What to work on: Which lines below fall between the one containing "search: blue jeans" and the one containing "search: couch"? Repeat them exactly, counting both of those lines, and add nothing else.

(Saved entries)
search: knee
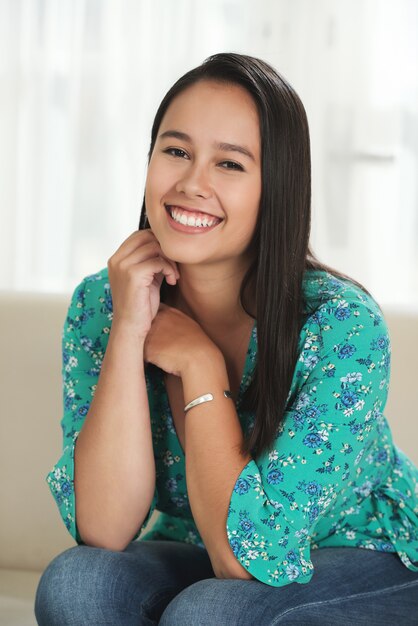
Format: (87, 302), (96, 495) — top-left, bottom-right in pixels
(159, 579), (225, 626)
(34, 545), (125, 625)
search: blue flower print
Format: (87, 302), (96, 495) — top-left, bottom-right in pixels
(64, 395), (72, 410)
(171, 495), (188, 508)
(356, 355), (373, 369)
(371, 335), (389, 351)
(234, 478), (251, 495)
(308, 505), (320, 523)
(303, 433), (322, 448)
(267, 469), (284, 485)
(77, 404), (90, 418)
(295, 393), (310, 410)
(79, 310), (93, 325)
(382, 352), (390, 372)
(262, 512), (281, 530)
(349, 420), (362, 434)
(166, 478), (178, 493)
(61, 480), (73, 498)
(305, 481), (323, 496)
(375, 449), (389, 463)
(353, 480), (373, 498)
(310, 311), (327, 325)
(76, 288), (85, 305)
(292, 413), (305, 431)
(340, 372), (362, 384)
(286, 549), (299, 563)
(229, 536), (242, 558)
(103, 284), (113, 312)
(341, 390), (359, 407)
(80, 336), (93, 352)
(285, 564), (300, 580)
(238, 511), (256, 537)
(338, 344), (356, 359)
(305, 406), (321, 419)
(335, 306), (351, 321)
(305, 355), (320, 369)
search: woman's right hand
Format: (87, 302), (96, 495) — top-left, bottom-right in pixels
(107, 229), (180, 340)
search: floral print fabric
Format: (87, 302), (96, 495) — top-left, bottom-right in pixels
(46, 267), (418, 588)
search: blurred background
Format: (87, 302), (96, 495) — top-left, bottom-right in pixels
(1, 0), (417, 308)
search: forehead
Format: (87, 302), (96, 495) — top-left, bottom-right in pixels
(159, 80), (260, 153)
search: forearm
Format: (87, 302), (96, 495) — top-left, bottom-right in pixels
(74, 322), (156, 551)
(181, 350), (253, 578)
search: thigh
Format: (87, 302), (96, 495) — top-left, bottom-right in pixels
(159, 547), (418, 626)
(35, 539), (215, 626)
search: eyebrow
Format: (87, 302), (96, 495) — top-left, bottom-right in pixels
(158, 129), (256, 162)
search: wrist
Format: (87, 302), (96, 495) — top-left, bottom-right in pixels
(180, 349), (230, 411)
(110, 319), (147, 346)
(108, 322), (147, 369)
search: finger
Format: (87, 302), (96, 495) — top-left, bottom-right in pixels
(141, 256), (179, 285)
(110, 232), (179, 278)
(110, 229), (157, 260)
(117, 241), (180, 278)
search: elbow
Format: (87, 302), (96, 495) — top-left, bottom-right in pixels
(98, 540), (129, 552)
(228, 560), (254, 580)
(77, 522), (131, 552)
(77, 532), (129, 552)
(214, 555), (254, 581)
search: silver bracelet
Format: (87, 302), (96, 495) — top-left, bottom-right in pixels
(183, 390), (233, 414)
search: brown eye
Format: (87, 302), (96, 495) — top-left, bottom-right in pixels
(163, 148), (189, 159)
(220, 161), (244, 171)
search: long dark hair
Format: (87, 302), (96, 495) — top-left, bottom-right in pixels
(138, 52), (372, 460)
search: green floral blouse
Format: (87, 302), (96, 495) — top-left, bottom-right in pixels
(46, 267), (418, 587)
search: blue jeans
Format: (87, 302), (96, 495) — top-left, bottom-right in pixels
(35, 540), (418, 625)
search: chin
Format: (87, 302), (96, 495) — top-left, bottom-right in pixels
(157, 239), (203, 265)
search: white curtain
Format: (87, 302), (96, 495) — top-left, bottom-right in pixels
(1, 0), (417, 309)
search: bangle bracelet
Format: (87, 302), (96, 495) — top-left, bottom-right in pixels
(183, 390), (233, 414)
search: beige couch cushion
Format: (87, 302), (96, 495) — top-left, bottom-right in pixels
(0, 291), (416, 573)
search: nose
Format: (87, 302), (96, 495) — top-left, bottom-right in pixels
(175, 162), (212, 199)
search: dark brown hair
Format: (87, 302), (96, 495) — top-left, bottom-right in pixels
(138, 52), (372, 459)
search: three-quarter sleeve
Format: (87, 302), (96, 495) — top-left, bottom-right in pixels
(226, 290), (391, 586)
(46, 275), (158, 544)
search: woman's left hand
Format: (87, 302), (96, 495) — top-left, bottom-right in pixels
(143, 303), (218, 377)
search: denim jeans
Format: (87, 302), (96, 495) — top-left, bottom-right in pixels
(35, 540), (418, 625)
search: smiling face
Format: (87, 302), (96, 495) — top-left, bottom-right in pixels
(144, 79), (262, 267)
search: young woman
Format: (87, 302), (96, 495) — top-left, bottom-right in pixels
(35, 52), (418, 625)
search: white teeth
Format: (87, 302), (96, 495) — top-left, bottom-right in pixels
(169, 207), (218, 228)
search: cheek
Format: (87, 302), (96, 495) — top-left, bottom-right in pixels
(228, 189), (260, 244)
(145, 166), (166, 209)
(234, 183), (260, 222)
(145, 162), (160, 193)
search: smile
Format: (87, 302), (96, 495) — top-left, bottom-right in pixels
(165, 205), (223, 234)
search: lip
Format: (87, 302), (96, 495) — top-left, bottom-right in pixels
(165, 206), (222, 234)
(165, 204), (223, 220)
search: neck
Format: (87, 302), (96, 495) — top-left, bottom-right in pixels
(164, 260), (256, 333)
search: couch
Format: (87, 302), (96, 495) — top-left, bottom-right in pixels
(0, 290), (417, 625)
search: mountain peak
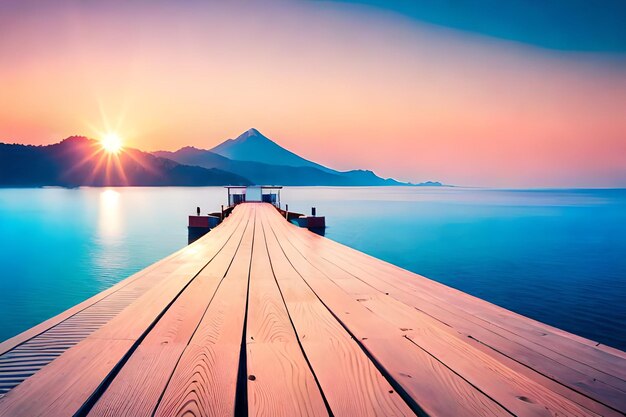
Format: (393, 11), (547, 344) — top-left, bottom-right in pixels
(179, 145), (204, 152)
(60, 136), (91, 145)
(236, 128), (269, 142)
(210, 128), (333, 173)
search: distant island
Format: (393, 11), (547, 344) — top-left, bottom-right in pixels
(0, 128), (442, 187)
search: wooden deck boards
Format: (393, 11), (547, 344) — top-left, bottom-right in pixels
(280, 216), (626, 415)
(0, 202), (624, 417)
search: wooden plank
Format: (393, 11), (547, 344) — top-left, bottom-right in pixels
(406, 327), (609, 417)
(0, 293), (131, 396)
(245, 207), (328, 417)
(0, 339), (133, 417)
(0, 206), (247, 417)
(299, 221), (626, 370)
(293, 241), (626, 411)
(152, 205), (256, 417)
(270, 209), (626, 411)
(261, 210), (416, 416)
(364, 292), (624, 413)
(261, 205), (509, 417)
(87, 212), (251, 417)
(155, 343), (241, 417)
(360, 293), (611, 417)
(361, 293), (622, 417)
(266, 225), (619, 416)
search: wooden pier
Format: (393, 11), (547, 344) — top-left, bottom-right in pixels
(0, 203), (624, 416)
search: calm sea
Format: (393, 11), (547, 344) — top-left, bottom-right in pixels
(0, 187), (625, 350)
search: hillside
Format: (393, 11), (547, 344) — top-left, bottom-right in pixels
(0, 137), (250, 187)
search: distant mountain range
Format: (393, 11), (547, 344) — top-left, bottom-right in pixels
(0, 137), (249, 187)
(155, 128), (441, 186)
(154, 129), (406, 186)
(0, 128), (442, 187)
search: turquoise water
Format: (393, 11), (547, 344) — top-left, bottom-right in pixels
(0, 187), (625, 350)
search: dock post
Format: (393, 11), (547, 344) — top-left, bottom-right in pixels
(285, 204), (289, 219)
(312, 207), (316, 216)
(221, 205), (224, 221)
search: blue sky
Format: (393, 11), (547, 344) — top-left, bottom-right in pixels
(333, 0), (626, 52)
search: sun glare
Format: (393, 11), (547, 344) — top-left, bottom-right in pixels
(101, 133), (123, 154)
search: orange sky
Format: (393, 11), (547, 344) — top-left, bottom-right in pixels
(1, 1), (625, 187)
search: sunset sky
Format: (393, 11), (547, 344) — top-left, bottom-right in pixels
(1, 1), (625, 187)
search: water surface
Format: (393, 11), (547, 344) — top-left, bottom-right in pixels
(0, 187), (624, 350)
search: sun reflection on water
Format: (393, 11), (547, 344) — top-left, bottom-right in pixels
(93, 188), (131, 288)
(98, 189), (122, 240)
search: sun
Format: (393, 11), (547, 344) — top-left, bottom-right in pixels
(100, 133), (123, 154)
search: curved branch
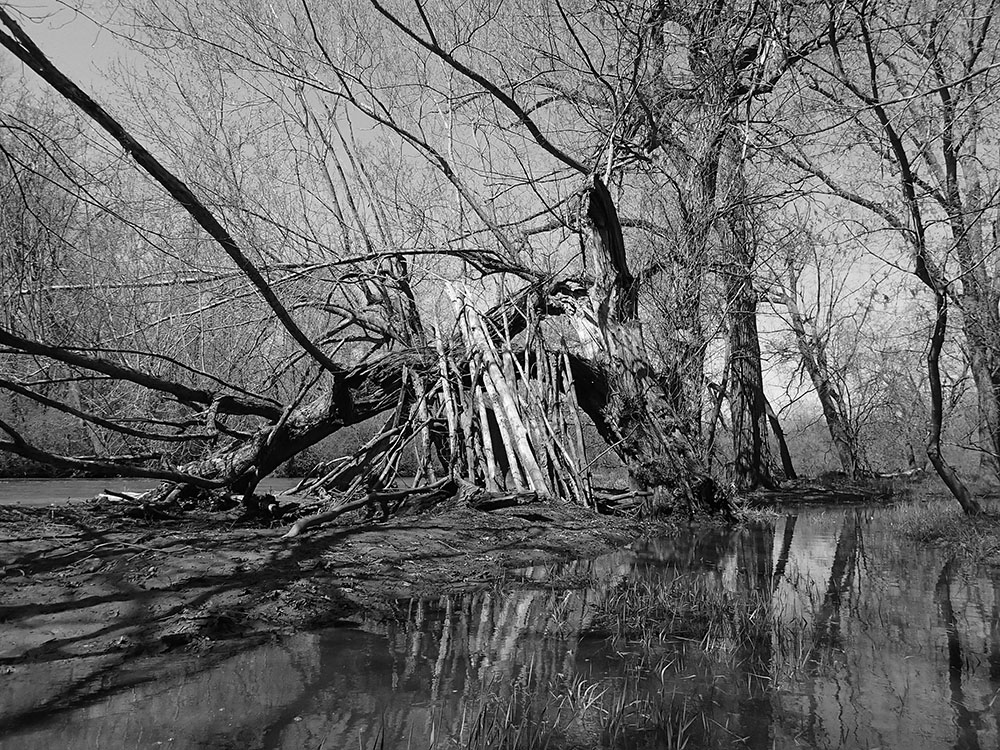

Answer box:
search: blue jeans
Format: (87, 302), (96, 495) — top-left, bottom-right in pixels
(35, 540), (418, 625)
search: chin
Format: (87, 302), (96, 495) — top-left, bottom-right in pixels
(157, 239), (203, 265)
search: white curtain
Format: (87, 302), (96, 495) — top-left, bottom-right in pixels
(1, 0), (417, 309)
search: bangle bracelet
Format: (87, 302), (96, 495) — top-left, bottom-right in pixels
(183, 390), (233, 414)
search: beige couch cushion
Format: (87, 302), (96, 495) — top-left, bottom-right in pixels
(0, 291), (416, 573)
search: nose
Format: (87, 302), (96, 495) — top-left, bottom-right in pixels
(175, 162), (212, 199)
search: dark brown hair
Format: (87, 302), (96, 495) — top-left, bottom-right in pixels
(138, 52), (372, 459)
search: three-quarter sleeve
Format: (87, 302), (96, 495) — top-left, bottom-right in pixels
(226, 290), (391, 586)
(46, 275), (158, 544)
search: woman's left hand
Format: (87, 302), (96, 495) — top-left, bottom-right in pixels
(143, 303), (218, 377)
search: denim jeans
Format: (87, 302), (96, 495) — top-left, bottom-right in pixels
(35, 540), (418, 625)
search: smiling face
Format: (87, 302), (96, 495) — top-left, bottom-right in pixels
(144, 79), (262, 267)
search: young woman
Format: (87, 302), (96, 495) — top-left, bottom-right in pixels
(35, 52), (418, 625)
search: white teeth
Format: (87, 302), (96, 495) — top-left, bottom-right in pixels
(169, 207), (218, 228)
search: cheek
Format: (87, 302), (96, 495) — top-left, bottom-right in pixels
(228, 189), (260, 244)
(145, 166), (166, 209)
(234, 183), (260, 222)
(145, 162), (160, 193)
search: smile
Format: (87, 302), (96, 495) — top-left, bottom-right in pixels
(165, 205), (223, 234)
search: lip
Format: (87, 302), (96, 495) — top-left, bottom-right in pixels
(165, 206), (222, 234)
(165, 204), (223, 220)
search: neck
Format: (87, 302), (96, 495) — top-left, bottom-right in pixels
(164, 260), (256, 333)
search: couch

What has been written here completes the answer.